## WHAT YOU SHOULD DO
Reproduce every line of the data below word for word, omitting the pictures.
>> begin PROVIDED DATA
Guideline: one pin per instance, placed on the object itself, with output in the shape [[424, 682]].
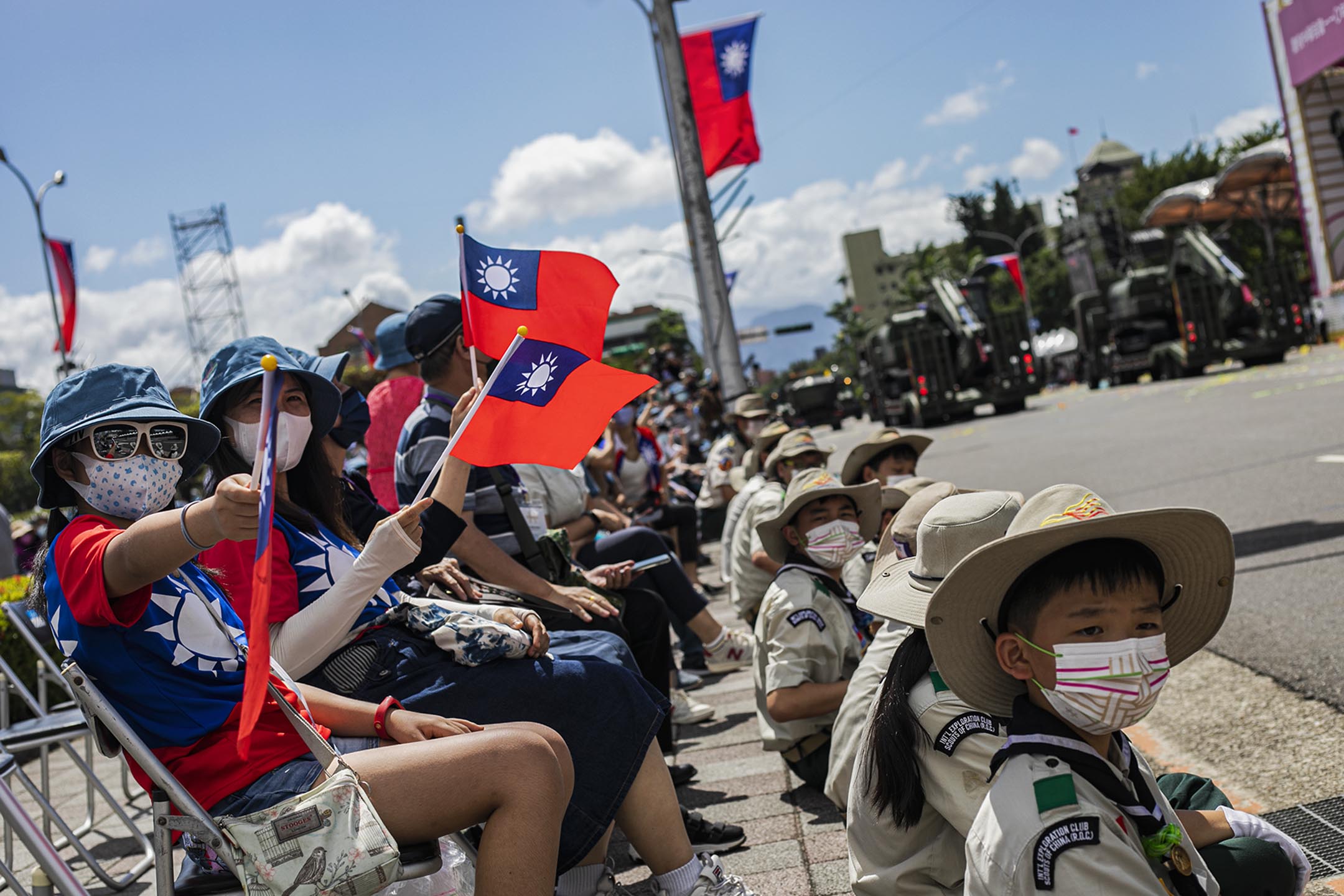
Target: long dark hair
[[315, 491], [895, 737]]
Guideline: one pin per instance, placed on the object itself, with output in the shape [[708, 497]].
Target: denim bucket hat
[[391, 343], [240, 362], [111, 393], [330, 366]]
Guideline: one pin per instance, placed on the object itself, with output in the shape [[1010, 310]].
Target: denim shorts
[[295, 777]]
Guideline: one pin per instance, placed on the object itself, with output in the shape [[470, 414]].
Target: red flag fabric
[[718, 68], [564, 297], [63, 259], [548, 404]]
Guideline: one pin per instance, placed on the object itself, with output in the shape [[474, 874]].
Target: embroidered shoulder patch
[[807, 615], [1062, 838], [961, 727]]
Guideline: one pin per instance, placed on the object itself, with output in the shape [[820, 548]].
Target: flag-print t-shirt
[[159, 656], [303, 569]]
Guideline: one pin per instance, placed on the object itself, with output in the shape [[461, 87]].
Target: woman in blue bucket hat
[[125, 599], [339, 621]]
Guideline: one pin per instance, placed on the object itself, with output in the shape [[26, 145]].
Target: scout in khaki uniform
[[859, 570], [922, 768], [753, 569], [887, 455], [746, 481], [1070, 625], [894, 543], [745, 421], [811, 633]]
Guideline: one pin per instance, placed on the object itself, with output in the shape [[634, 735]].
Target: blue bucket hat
[[330, 366], [103, 394], [391, 343], [240, 362]]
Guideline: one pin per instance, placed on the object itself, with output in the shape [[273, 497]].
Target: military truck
[[946, 355], [1183, 306]]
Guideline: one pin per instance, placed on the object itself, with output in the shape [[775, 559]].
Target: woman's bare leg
[[513, 777]]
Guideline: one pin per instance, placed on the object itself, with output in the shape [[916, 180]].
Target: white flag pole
[[471, 413], [268, 399]]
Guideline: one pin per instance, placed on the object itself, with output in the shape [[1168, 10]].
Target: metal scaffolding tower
[[208, 278]]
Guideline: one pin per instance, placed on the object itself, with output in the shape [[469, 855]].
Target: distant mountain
[[777, 352]]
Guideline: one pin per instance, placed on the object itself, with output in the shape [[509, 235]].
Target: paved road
[[1242, 444]]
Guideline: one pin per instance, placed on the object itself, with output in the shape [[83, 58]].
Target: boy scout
[[1070, 625], [753, 570], [811, 633], [745, 421], [887, 455]]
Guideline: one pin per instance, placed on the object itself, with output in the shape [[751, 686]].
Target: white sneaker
[[735, 652], [716, 882], [686, 711]]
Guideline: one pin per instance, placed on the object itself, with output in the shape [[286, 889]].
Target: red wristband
[[381, 715]]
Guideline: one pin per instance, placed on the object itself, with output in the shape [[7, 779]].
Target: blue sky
[[346, 138]]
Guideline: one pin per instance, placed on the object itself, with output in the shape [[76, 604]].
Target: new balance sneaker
[[716, 882], [734, 653], [686, 711]]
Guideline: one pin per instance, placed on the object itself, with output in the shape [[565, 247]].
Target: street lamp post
[[35, 198], [1017, 246]]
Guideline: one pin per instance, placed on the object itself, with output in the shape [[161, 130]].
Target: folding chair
[[113, 735], [62, 729]]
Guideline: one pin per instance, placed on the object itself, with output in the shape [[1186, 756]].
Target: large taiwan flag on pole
[[718, 69], [562, 297]]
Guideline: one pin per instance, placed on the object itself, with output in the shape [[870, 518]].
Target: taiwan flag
[[564, 297], [546, 403], [718, 69]]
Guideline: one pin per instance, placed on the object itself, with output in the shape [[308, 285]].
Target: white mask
[[292, 434], [833, 544], [131, 488], [1108, 686]]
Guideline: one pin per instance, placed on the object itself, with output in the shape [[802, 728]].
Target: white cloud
[[976, 176], [1239, 123], [1038, 159], [565, 176], [961, 106], [97, 258], [146, 251], [292, 291]]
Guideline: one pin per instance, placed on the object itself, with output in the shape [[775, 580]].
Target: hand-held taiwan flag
[[63, 259], [564, 294], [257, 623], [544, 403], [1011, 264], [718, 70]]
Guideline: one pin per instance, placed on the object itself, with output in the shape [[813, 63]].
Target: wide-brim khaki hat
[[875, 445], [954, 527], [1194, 547], [812, 485]]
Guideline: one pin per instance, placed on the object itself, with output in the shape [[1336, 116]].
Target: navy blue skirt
[[607, 715]]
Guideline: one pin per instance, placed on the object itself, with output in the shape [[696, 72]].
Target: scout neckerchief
[[835, 589], [1038, 732]]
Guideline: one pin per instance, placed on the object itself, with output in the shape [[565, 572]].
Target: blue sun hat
[[391, 343], [104, 394], [240, 362]]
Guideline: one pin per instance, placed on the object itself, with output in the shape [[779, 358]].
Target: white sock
[[580, 882], [682, 880]]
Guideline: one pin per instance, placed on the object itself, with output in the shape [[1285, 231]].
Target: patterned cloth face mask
[[131, 488], [833, 544], [1104, 687]]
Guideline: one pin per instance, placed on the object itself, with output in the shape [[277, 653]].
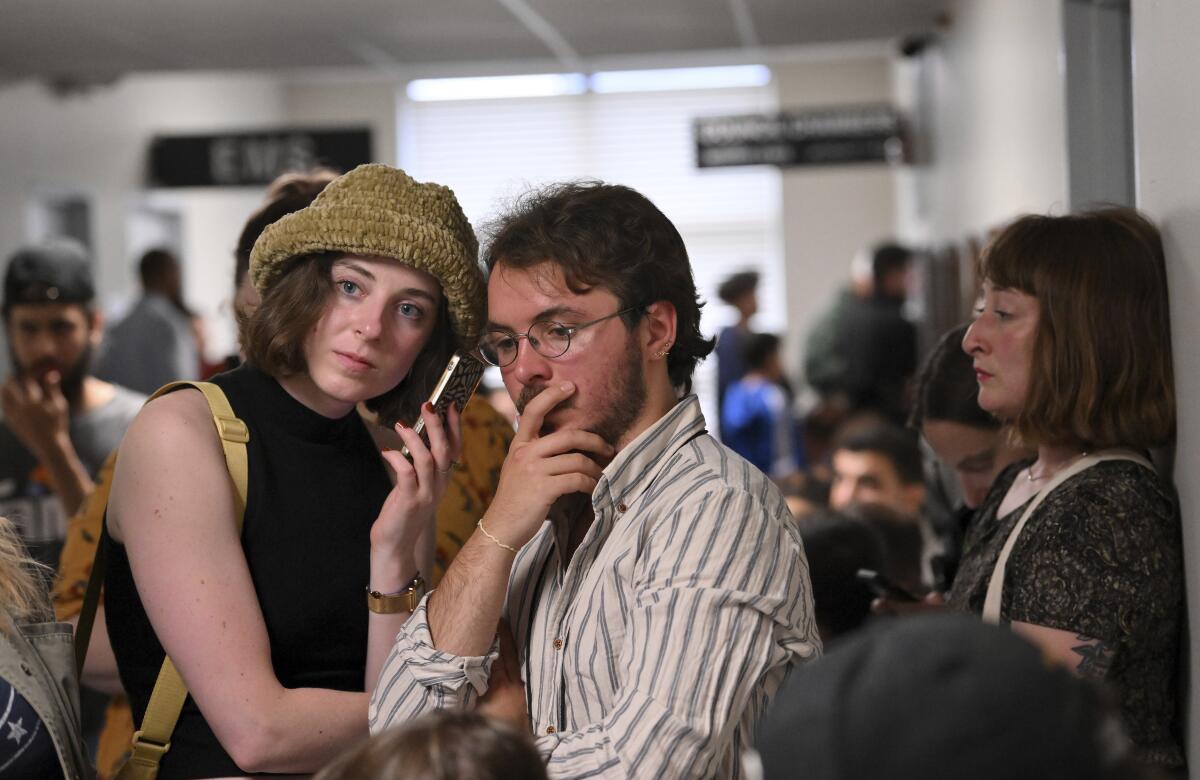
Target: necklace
[[1029, 471]]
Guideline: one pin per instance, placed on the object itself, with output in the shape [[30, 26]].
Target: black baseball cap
[[940, 696], [53, 273]]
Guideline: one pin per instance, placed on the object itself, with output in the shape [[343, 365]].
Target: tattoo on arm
[[1095, 657]]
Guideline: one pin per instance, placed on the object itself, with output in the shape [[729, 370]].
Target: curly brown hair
[[443, 745], [1102, 372], [613, 238]]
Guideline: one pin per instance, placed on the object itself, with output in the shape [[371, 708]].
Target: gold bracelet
[[509, 547]]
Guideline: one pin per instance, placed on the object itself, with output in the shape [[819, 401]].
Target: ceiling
[[82, 41]]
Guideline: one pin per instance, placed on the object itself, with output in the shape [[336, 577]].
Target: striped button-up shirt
[[653, 651]]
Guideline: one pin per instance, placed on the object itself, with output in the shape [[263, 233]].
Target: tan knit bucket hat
[[377, 210]]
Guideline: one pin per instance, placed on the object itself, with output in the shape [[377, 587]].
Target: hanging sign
[[235, 160], [832, 136]]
>> end PROVIDED DATA
## EXERCISE ANSWER
Guideline: one pin per instance, placed on the object itself, with output in the shape [[424, 682]].
Target: long dark hair
[[315, 491], [895, 737]]
Guideline: one pin per instance, placed on the object itself, with output in the shape [[708, 497]].
Target: denim bucket hat
[[391, 343], [240, 362], [111, 393], [330, 366]]
Guideline: one pin per instance, placed on the object itself, with output in the shape [[1010, 310]].
Target: denim shorts
[[295, 777]]
Guideline: one pin per instance, placed on the object itself, with output in the shape [[470, 414]].
Target: red flag fabric
[[718, 68], [564, 297], [63, 259], [548, 404]]
Guideline: one pin per instance, placed on the object itself, with output in the shape [[474, 874]].
Target: embroidered shoulder patch
[[807, 615], [1062, 838], [961, 727]]
Guideline: one pin per instance, placed on the object itself, with output in the shape [[820, 548]].
Target: flag-print t-shirt
[[159, 656], [303, 569]]
Guideline: one pin per instance, placed on the object itself, with output in the shape [[461, 87]].
Target: woman in blue bucket hat
[[125, 599], [339, 621]]
Guideline: one pin per instance, placed on the object itself, with output in the shape [[26, 145]].
Target: scout in khaki uniform
[[859, 570], [922, 768], [753, 569], [887, 455], [746, 481], [1070, 625], [894, 543], [745, 421], [811, 633]]
Guideline: one pin per instance, placed on the object itself, with output in the shape [[634, 735]].
Target: blue bucket hat
[[330, 366], [103, 394], [391, 343], [240, 362]]
Guideline: one pin per instance, placed on the object itself, with output in the shape [[273, 497]].
Target: military truck
[[946, 355], [1183, 306]]
Guideline: one pin per instance, placed on the object itself, with output in the shape [[775, 559]].
Target: woman's bare leg
[[513, 777]]
Guideline: one pin per instance, placed on the object itself, with output in the shape [[916, 180]].
Target: white flag pole
[[471, 413], [268, 399]]
Guideline: one pin per instance, placed on the object itself, with output in the shape [[1168, 10]].
Target: metal scaffolding tower
[[208, 278]]
Guideline: one pin per instance, placed on the object itself, with output in the shape [[469, 855]].
Target: distant mountain
[[777, 352]]
Guideline: one pin per instance, placed on the object itself, with output in the shape [[509, 235]].
Target: paved road
[[1242, 444]]
Guideline: one pin per instance, placed on the object itself, with output in the shape [[83, 58]].
Target: boy scout
[[1070, 625], [753, 570], [811, 633], [745, 421], [887, 455]]
Guideline: one pin per instance, placed on the object itself, with output in the shape [[751, 686]].
Target: white sneaker
[[735, 652], [716, 882], [686, 711]]
Guideline: one pin per instance, placed on the object itself, with output in the shape [[286, 889]].
Target: red wristband
[[381, 715]]
Guideline: one pin per instance, placed on the object itself, with output in the shape [[7, 779]].
Target: blue sky
[[346, 138]]
Guideline: one pin per instance, placed on the object itself, with output in the shape [[76, 604]].
Target: new balance sneaker
[[716, 882], [734, 653], [686, 711]]
Guideline: one pin per instance, placed on the object itself, with output in the shape [[565, 247]].
Target: street lamp post
[[35, 198], [1017, 246]]
Guideline: one pin per instance, placed on the object itself, with output in the shape [[161, 130]].
Target: folding chair
[[113, 735], [62, 729]]
Guideline: one pin per instance, placed on the object itself, with output in the shape [[1186, 756]].
Target: large taiwan flag on pole
[[718, 69], [562, 297]]
Guideline: one pin per instance, placed on the object itself, with output in the shape [[870, 518]].
Target: taiwan flag
[[564, 297], [546, 403], [718, 69]]
Guideline: one pin per instance, placed on the object itself, with output in the shape [[308, 285]].
Target: white mask
[[292, 434], [833, 544], [131, 488], [1108, 686]]
Guideline: one pin per instance, placed on the object itself, with output in the shape [[802, 728]].
Target: white cloud
[[976, 176], [1239, 123], [1038, 159], [565, 176], [961, 106], [97, 258], [146, 251], [292, 291]]
Guideline: one pin per instance, placed on the object itself, with output in the shape [[775, 580]].
Target: hand-held taiwan flag
[[63, 259], [564, 294], [257, 623], [544, 403], [1011, 264], [718, 70]]
Guideline: one pin per instance, placed on the object itself, with output in the shape [[813, 63]].
Target: wide-brim khaki hat
[[875, 445], [954, 527], [1194, 547], [812, 485]]
Guideline: one pin per instance, placed on the object itself, with output in the shape [[1336, 116]].
Target: navy blue skirt
[[607, 715]]
Guideline: one pin per instance, placed on the object itself, with output in the shape [[696, 72]].
Target: scout neckerchief
[[835, 589], [1038, 732]]
Guideline: one pin per instance, placed on the object itself, with output in the shape [[565, 572]].
Target: blue sun hat
[[391, 343], [104, 394], [240, 362]]
Guideline: one pin per instance, placed on the object itself, with output in the shape [[779, 358]].
Target: white sock
[[580, 882], [682, 880]]
Guideline: one pin per instance, placed on the object itself, with output in the shape [[1285, 231]].
Target: patterned cloth face mask
[[131, 488], [833, 544], [1104, 687]]
Guideline: one pin per instance, placed on the object itself, with output in the shape [[277, 653]].
Target: necklace
[[1029, 471]]
Guideline: one pin per instance, placed on the object itself, with output in the shape [[30, 26]].
Target: black baseball cap
[[940, 696], [53, 273]]
Guideline: one pin per instance, placed on the object itself, with output in the shape [[343, 365]].
Target: tattoo on arm
[[1095, 657]]
Guideline: one pin per instance, placed on the object itself, with output in the shape [[729, 370]].
Target: curly brown hair
[[443, 745], [1102, 372], [613, 238]]
Guideline: one pin per instance, placed on the object itself, with output in the shape [[371, 708]].
Target: gold bracelet
[[509, 547]]
Guideline: one pin per instance, placed on the object itself, with output in the shape [[819, 401]].
Target: ceiling
[[82, 41]]
Guideline: one pin per instance, placed on the object itself, with output in the shape [[336, 577]].
Target: striped button-up shirt
[[653, 651]]
Guideline: one pin per instance, placed on the object itself, with output in the shape [[263, 233]].
Target: tan knit bucket hat
[[377, 210]]
Guideline: one pin per instance, placed on the object itself, with output in the shape [[377, 587]].
Target: hanging sign
[[235, 160], [832, 136]]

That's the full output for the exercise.